*PROBLEM TO WORK ON*. How many lines in the entries below contain the string "blue"? Case matters, and your reply should be only the number.

::::

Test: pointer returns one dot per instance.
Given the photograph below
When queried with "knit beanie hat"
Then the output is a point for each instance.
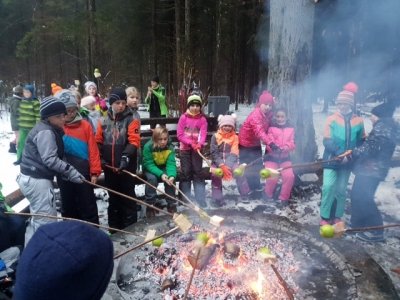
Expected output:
(87, 100)
(89, 84)
(347, 95)
(65, 260)
(265, 98)
(51, 106)
(17, 90)
(224, 120)
(194, 99)
(31, 88)
(384, 110)
(68, 98)
(55, 88)
(116, 94)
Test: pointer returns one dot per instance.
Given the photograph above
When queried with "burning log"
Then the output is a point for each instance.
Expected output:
(204, 256)
(231, 250)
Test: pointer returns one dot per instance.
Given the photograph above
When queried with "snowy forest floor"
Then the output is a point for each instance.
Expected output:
(304, 210)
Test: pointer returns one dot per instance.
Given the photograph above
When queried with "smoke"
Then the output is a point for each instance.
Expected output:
(359, 41)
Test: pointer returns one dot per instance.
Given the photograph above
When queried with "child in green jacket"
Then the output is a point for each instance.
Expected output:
(159, 164)
(29, 115)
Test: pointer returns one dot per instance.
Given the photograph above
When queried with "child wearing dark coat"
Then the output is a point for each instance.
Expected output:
(371, 165)
(81, 151)
(118, 138)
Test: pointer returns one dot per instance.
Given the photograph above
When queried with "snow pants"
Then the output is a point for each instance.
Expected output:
(78, 201)
(287, 180)
(192, 170)
(334, 192)
(40, 194)
(23, 134)
(364, 211)
(248, 155)
(122, 212)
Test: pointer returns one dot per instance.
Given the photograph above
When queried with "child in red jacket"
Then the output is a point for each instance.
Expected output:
(281, 136)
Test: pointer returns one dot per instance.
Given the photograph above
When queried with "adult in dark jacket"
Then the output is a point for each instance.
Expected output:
(372, 162)
(41, 161)
(118, 138)
(14, 103)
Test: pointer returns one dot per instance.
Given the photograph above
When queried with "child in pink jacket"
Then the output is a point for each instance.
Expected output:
(281, 137)
(251, 134)
(192, 134)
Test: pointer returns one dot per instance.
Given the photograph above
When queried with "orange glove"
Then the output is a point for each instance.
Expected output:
(227, 173)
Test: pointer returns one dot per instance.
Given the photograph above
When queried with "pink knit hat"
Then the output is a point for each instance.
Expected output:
(87, 100)
(347, 95)
(265, 98)
(224, 120)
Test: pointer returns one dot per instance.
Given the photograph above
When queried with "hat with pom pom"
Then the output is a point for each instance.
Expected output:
(265, 98)
(347, 95)
(55, 88)
(227, 120)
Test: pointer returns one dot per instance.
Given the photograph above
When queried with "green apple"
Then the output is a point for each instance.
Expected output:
(238, 172)
(265, 173)
(218, 172)
(158, 242)
(203, 237)
(327, 231)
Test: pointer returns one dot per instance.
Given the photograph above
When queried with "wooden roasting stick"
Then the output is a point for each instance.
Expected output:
(146, 241)
(180, 220)
(192, 273)
(340, 229)
(71, 219)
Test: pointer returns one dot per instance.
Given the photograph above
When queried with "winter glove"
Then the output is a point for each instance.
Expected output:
(74, 176)
(274, 147)
(195, 146)
(123, 165)
(227, 172)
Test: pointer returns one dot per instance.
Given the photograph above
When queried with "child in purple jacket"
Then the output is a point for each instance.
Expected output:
(281, 137)
(192, 133)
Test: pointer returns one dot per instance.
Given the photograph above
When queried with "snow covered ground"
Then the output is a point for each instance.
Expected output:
(304, 211)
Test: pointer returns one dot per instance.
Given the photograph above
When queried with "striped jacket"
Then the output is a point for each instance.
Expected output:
(29, 113)
(341, 133)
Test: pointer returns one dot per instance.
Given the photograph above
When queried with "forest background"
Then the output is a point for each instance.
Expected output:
(301, 50)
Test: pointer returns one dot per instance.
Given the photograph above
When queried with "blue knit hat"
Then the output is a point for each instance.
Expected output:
(65, 260)
(31, 88)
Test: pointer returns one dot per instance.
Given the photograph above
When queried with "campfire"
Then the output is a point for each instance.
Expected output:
(260, 258)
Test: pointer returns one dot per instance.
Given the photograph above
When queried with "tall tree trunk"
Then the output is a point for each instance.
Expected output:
(217, 47)
(178, 45)
(91, 38)
(291, 35)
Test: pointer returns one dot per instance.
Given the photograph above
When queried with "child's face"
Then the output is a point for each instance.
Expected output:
(71, 114)
(57, 120)
(265, 108)
(194, 108)
(118, 106)
(91, 106)
(163, 140)
(280, 117)
(227, 128)
(92, 91)
(27, 94)
(133, 100)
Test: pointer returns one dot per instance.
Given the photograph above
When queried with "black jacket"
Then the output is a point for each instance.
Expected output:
(373, 157)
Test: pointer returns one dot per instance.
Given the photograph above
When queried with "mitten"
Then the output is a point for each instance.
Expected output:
(227, 172)
(123, 165)
(274, 147)
(196, 146)
(74, 176)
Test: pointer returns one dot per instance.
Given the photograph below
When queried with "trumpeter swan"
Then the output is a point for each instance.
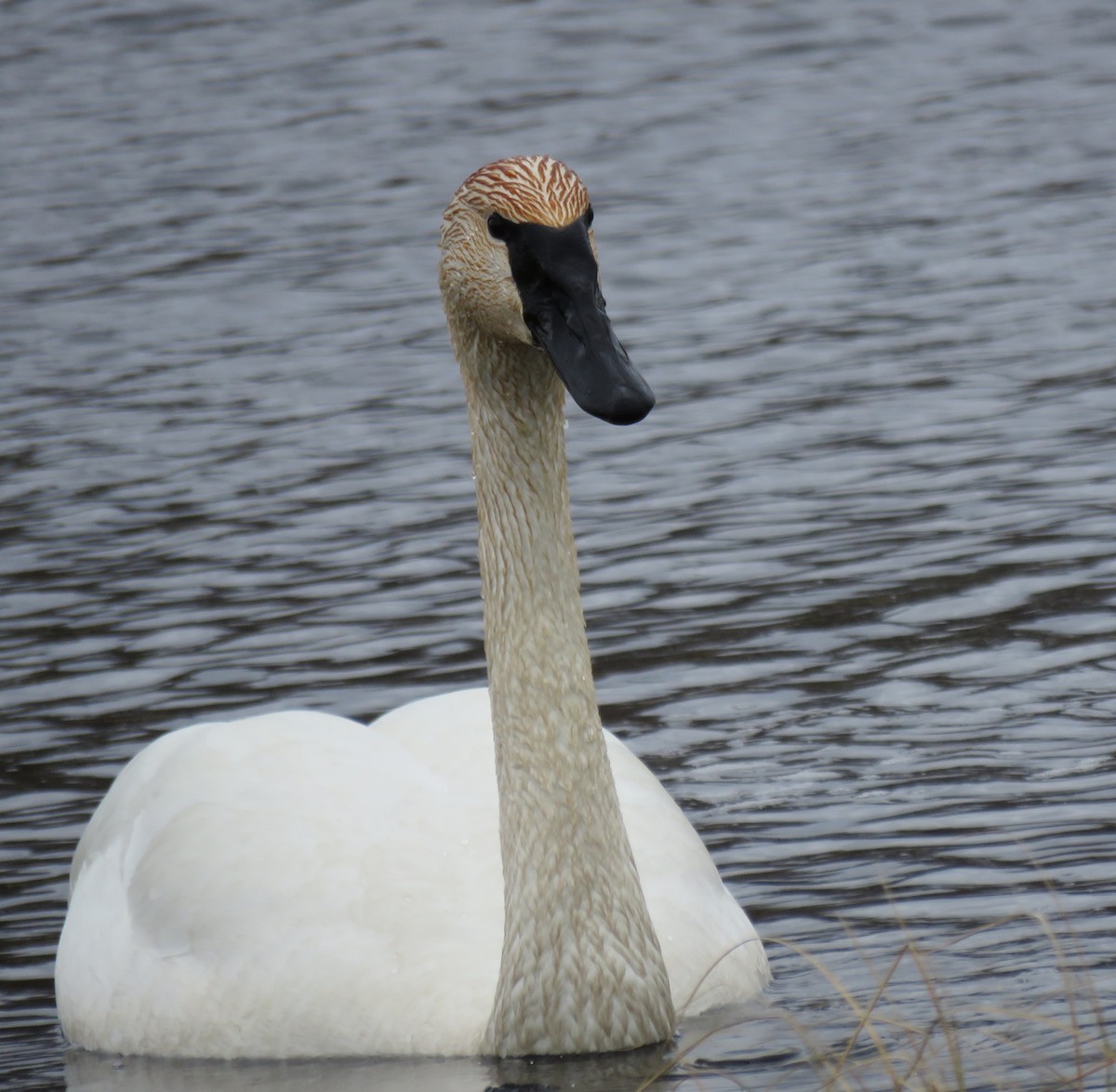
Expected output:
(486, 871)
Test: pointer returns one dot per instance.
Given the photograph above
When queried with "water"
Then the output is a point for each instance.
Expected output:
(849, 588)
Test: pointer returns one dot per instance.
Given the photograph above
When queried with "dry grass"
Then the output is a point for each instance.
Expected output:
(1056, 1041)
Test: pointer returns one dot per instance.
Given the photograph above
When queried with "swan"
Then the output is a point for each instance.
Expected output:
(483, 872)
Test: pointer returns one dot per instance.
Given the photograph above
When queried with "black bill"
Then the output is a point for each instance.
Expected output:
(556, 274)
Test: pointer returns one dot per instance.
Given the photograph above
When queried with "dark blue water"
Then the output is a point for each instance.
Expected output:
(849, 589)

::::

*FULL SOLUTION*. 2